# Twitter anyone?



## slncuber21 (Apr 3, 2009)

Just wondering if anyone had a Twitter account over here, follow me if you do! =]
www.twitter.com/slncuber21


----------



## Sa967St (Apr 3, 2009)

I never use twitter, but I have an account: www.twitter.com/sa967st


----------



## pjk (Apr 3, 2009)

@pjkcards here. I don't use it much though.


----------



## Kian (Apr 3, 2009)

http://twitter.com/KianBarry

I'm very new to it, though.


----------



## shelley (Apr 3, 2009)

I also have an account I never use @shelchang


----------



## Rubikgenius (May 1, 2009)

I have an account :

twitter.com/Rubikgenius 

I post updates about my site.


----------



## DAE_JA_VOO (May 1, 2009)

I have an account, but I don't use it. I use facebook for my status updates


----------



## shoot1510 (May 1, 2009)

I have one. "shoot1510"


----------



## badmephisto (May 1, 2009)

i have one but never use it. haha we are all the same


----------



## Sin-H (May 1, 2009)

yep and another: "I have one but I hardly ever use it".
xD


----------



## d4m4s74 (May 1, 2009)

_Excerpted data_
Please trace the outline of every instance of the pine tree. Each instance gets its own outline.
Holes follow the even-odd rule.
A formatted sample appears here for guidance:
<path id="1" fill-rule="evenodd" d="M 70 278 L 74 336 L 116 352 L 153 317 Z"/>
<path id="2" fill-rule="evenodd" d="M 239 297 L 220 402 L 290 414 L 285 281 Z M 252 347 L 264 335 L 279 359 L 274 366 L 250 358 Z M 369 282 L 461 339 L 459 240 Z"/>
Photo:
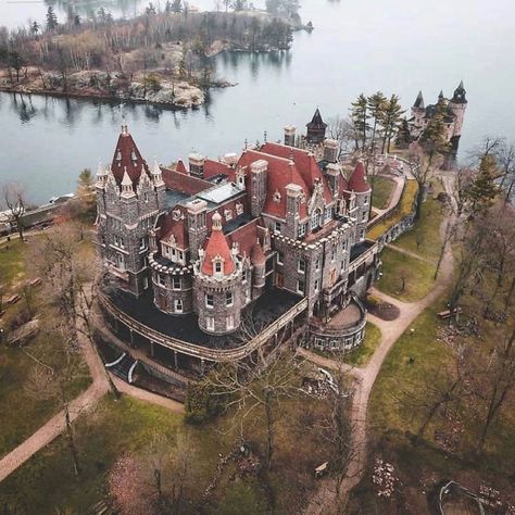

_Directives_
1 – In the Twitter thread, what does DAE_JA_VOO use for status updates?
2 – Can you update everything in the Twitter thread from "## Sa967St (Apr" down to "it much though.", writing it out again with "much" changed to "often"?

_The answers_
1 – Facebook

2 –
## Sa967St (Apr 3, 2009)

I never use twitter, but I have an account: www.twitter.com/sa967st


----------



## pjk (Apr 3, 2009)

@pjkcards here. I don't use it often though.